Start of The data

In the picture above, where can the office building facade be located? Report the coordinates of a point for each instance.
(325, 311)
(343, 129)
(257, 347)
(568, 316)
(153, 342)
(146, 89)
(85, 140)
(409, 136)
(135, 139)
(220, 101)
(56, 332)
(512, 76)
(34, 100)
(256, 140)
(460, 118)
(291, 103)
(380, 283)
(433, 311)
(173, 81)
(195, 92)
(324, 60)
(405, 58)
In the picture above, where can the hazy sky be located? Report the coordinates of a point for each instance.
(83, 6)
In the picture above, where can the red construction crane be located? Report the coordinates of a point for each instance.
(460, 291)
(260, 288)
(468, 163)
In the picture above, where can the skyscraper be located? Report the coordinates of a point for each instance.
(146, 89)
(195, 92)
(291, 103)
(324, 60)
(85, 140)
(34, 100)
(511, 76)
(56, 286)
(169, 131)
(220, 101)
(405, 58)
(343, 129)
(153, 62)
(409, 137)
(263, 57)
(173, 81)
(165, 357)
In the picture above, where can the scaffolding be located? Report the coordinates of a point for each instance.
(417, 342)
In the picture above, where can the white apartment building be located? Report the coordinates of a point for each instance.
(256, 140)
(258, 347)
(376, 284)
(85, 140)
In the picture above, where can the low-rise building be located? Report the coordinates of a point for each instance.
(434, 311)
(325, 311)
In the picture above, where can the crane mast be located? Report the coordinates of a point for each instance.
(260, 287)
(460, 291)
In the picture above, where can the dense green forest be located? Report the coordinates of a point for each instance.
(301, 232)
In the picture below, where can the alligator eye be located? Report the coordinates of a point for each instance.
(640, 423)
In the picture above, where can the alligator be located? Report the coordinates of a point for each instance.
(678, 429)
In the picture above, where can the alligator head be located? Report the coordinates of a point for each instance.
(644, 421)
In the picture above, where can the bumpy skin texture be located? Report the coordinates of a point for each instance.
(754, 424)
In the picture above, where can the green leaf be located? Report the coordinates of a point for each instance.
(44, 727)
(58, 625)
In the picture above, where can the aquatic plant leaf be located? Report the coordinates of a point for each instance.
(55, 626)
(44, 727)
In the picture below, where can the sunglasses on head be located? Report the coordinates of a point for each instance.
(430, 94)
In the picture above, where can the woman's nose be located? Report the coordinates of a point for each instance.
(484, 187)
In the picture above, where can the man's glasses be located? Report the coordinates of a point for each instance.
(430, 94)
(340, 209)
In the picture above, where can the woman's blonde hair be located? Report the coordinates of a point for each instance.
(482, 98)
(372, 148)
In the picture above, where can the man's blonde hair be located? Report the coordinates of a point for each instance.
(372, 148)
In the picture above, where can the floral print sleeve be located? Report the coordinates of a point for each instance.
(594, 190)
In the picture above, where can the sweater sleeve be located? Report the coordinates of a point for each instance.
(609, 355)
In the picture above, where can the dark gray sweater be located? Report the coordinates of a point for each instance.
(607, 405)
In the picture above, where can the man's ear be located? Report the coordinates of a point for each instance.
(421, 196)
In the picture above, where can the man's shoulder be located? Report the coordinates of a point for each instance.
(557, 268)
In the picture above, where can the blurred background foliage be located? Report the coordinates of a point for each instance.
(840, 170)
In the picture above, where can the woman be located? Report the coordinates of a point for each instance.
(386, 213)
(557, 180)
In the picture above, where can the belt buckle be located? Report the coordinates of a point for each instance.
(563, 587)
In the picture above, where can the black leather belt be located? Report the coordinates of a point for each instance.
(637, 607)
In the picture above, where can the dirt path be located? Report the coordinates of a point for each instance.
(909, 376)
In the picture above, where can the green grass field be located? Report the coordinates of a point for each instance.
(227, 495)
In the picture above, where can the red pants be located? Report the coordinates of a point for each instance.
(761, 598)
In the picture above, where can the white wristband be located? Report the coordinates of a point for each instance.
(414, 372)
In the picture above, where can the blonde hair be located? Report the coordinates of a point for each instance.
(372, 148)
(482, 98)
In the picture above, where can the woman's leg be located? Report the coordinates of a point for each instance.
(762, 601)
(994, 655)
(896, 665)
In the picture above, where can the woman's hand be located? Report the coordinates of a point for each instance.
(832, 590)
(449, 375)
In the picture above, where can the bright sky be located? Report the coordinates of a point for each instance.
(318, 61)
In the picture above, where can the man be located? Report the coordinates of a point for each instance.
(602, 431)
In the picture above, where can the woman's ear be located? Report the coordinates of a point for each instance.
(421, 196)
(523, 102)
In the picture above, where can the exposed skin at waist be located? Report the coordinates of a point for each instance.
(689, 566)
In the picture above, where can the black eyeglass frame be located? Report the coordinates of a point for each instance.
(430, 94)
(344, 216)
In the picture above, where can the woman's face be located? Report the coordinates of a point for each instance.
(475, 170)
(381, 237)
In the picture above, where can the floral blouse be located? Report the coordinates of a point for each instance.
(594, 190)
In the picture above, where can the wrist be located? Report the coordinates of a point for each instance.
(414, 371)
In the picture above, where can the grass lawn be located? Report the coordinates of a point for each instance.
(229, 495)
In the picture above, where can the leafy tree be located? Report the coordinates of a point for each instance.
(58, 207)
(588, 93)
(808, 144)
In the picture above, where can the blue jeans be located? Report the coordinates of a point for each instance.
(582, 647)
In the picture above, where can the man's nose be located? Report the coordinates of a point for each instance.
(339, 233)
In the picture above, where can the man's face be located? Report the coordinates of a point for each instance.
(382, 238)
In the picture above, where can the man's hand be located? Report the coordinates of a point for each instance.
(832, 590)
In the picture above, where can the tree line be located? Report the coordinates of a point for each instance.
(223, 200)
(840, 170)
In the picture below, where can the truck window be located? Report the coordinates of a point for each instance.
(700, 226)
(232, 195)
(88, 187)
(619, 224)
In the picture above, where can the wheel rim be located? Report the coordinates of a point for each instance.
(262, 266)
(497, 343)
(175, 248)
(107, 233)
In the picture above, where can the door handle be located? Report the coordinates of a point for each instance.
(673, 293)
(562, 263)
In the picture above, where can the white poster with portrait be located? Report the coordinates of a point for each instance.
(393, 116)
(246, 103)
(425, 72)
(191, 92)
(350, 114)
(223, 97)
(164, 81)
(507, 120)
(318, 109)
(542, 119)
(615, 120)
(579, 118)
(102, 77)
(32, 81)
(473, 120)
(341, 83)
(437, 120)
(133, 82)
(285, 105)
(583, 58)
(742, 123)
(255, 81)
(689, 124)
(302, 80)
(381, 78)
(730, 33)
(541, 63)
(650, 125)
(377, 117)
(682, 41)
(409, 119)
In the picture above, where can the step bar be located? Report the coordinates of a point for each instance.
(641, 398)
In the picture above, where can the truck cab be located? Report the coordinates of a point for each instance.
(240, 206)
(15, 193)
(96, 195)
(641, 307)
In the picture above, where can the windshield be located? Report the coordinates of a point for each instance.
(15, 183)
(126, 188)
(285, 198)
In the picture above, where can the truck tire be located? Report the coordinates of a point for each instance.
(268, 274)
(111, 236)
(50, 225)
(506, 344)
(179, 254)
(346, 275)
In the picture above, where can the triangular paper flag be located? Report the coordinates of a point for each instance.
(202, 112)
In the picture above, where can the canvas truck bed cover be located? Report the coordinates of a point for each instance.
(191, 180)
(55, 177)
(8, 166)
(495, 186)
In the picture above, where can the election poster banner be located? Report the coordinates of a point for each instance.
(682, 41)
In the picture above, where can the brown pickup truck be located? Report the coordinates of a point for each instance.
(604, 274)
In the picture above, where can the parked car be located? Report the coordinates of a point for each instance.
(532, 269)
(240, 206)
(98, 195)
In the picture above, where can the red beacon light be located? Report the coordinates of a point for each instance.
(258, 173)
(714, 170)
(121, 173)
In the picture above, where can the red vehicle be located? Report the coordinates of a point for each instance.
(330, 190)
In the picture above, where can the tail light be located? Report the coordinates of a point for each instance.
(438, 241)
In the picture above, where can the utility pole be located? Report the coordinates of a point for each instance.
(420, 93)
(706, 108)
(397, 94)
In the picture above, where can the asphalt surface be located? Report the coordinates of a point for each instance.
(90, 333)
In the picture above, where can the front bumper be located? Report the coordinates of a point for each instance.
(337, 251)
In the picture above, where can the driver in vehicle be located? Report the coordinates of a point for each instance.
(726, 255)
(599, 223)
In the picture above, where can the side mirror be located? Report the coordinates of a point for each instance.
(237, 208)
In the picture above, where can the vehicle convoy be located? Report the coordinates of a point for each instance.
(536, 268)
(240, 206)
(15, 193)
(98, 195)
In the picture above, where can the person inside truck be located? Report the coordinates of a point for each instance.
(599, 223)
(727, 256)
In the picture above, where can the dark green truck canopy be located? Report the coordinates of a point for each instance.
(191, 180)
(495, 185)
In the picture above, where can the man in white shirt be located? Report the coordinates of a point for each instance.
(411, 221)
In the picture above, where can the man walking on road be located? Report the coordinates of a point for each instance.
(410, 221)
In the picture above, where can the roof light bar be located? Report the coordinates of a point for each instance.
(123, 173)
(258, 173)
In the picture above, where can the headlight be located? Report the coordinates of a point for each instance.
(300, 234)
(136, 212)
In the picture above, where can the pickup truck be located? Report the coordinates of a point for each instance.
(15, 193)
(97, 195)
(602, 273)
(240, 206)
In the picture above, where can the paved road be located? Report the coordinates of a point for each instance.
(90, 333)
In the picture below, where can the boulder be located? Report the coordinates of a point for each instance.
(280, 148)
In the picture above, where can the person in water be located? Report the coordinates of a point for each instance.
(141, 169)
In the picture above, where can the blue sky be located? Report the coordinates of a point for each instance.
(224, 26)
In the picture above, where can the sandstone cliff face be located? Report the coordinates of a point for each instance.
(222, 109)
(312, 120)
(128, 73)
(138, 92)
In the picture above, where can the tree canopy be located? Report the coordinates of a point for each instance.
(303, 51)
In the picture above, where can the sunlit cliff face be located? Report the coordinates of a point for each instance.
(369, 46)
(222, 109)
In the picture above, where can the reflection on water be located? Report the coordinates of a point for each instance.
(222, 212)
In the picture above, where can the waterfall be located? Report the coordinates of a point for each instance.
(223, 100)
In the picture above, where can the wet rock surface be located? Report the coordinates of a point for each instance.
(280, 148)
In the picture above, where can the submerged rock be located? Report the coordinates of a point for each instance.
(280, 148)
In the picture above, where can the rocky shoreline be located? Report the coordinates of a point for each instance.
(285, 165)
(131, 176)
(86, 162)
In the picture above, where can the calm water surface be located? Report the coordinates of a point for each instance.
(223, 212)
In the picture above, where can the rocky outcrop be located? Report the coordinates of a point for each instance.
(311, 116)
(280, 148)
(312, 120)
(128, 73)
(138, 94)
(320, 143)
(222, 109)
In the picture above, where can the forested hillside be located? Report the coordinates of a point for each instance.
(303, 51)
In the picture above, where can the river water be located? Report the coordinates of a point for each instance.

End of The data

### Instructions for the task
Which lines run from the one containing "In the picture above, where can the rocky shoreline" to the end of the entries above? Quote exactly those, and only those.

### The answer
In the picture above, where can the rocky shoreline be located? Report the coordinates of a point for each instance.
(285, 165)
(131, 176)
(86, 162)
In the picture above, where can the calm water surface be located? Report the coordinates of a point for each instance.
(223, 212)
In the picture above, where can the rocky outcrop be located? Report the coordinates of a point for each instance.
(311, 116)
(280, 148)
(312, 120)
(128, 73)
(138, 94)
(320, 143)
(222, 109)
In the picture above, where can the forested hillside be located? Report the coordinates of a point for each instance.
(303, 51)
In the picture above, where can the river water be located? Report the coordinates of a point for each instance.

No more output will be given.